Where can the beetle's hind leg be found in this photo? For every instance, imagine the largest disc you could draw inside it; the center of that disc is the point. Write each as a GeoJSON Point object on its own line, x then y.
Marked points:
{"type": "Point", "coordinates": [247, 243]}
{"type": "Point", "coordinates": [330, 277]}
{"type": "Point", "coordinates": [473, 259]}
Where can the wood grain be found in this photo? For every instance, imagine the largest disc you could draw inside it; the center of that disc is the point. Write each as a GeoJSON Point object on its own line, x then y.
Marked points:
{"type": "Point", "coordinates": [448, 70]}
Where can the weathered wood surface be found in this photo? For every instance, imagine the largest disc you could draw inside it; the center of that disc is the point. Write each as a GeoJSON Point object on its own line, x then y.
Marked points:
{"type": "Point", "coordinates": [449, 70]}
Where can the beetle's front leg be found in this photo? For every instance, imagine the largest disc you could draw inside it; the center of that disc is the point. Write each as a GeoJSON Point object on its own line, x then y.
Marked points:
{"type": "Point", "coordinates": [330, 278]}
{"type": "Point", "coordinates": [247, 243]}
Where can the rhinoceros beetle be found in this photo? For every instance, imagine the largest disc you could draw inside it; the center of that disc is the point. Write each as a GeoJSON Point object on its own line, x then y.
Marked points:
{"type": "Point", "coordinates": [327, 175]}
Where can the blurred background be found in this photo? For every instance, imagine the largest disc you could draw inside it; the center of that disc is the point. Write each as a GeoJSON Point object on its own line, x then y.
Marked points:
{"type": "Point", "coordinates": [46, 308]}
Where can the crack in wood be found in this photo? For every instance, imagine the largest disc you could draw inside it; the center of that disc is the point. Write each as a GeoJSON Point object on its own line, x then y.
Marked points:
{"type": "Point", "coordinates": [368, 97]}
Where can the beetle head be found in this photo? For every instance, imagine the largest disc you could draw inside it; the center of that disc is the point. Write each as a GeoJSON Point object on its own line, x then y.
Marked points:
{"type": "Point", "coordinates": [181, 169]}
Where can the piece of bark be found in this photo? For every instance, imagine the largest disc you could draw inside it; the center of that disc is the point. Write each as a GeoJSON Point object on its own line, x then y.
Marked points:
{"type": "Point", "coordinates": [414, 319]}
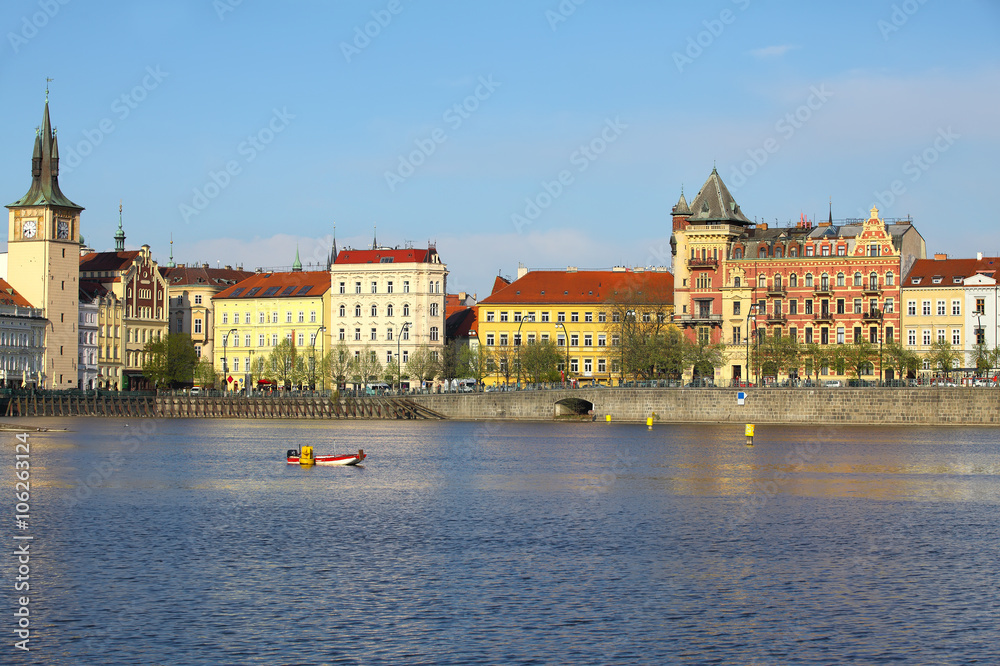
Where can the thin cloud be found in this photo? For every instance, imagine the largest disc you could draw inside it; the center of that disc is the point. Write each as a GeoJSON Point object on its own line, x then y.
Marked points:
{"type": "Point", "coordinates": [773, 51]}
------------------------------------
Copy out every item above, replacing each "photo" with "image" and leaving everything else unchanged. Leave the pictures out of your copy.

Solved exercise ->
Where can the beetle's hind leg be found in this image? For every instance, imagine the largest disc you could draw inside it; the center of that disc is the point. Write each as a GeoJSON Point object on its own line, x then y.
Marked points:
{"type": "Point", "coordinates": [247, 243]}
{"type": "Point", "coordinates": [330, 277]}
{"type": "Point", "coordinates": [473, 259]}
Where can the wood grain be found in this image? For every instance, imagine the largest disc you could draw inside it; the center of that disc is the point. Write each as a GeoJSON Point object on its own line, x then y.
Marked points:
{"type": "Point", "coordinates": [448, 70]}
Where can the weathered wood surface be found in this image? For every instance, imagine the largest disc you could draw inside it; the center of that disc is the point. Write each as a GeoJSON Point object on its own line, x then y.
Marked points:
{"type": "Point", "coordinates": [449, 70]}
Where can the beetle's front leg be found in this image? For every instance, imagine the largest disc you could draw inside it; the center of that disc is the point. Write each as a GeoJSON Point object on its own line, x then y.
Marked points:
{"type": "Point", "coordinates": [330, 278]}
{"type": "Point", "coordinates": [247, 243]}
Where can the rhinoceros beetle be found in this image? For every instance, imagine the largest disc you could draw inside it; the center of that disc is the point. Write each as a GeoJSON Point object on its own line, x then y.
Marked points:
{"type": "Point", "coordinates": [327, 175]}
Where can the blurred background be found in this image? For every instance, imagine the largest disc you could draw inside it; the center of that disc is the point. Write each as a GeoJSON Point object on its own line, x then y.
Marked points:
{"type": "Point", "coordinates": [46, 308]}
Where can the crack in wood be found in this image? For every instance, imagine the largest disc you could draw inside it; the center of that disc is the point. Write each as a GeoJSON Point object on its own line, x then y.
Marked points:
{"type": "Point", "coordinates": [368, 97]}
Where can the beetle head be found in this image? For every instance, imagine the largest disc you could draw inside it; the center of that disc is the point. Write each as a GeoJSON Point object on its own line, x then y.
Marked points:
{"type": "Point", "coordinates": [181, 169]}
Where can the piece of bark be found in this image? For every instance, imagine the largest disc you could draw inside it; the center of that disc is the point. Write each as a GeoJSON Point object on its own line, x then y.
Marked points:
{"type": "Point", "coordinates": [414, 319]}
Where can the thin cloud be found in this image? For every instance, imagine the largest disc you could draw inside it; the center of that disc is the point. Write each as a GeoJSON Point object on its own line, x then y.
Marked points:
{"type": "Point", "coordinates": [773, 51]}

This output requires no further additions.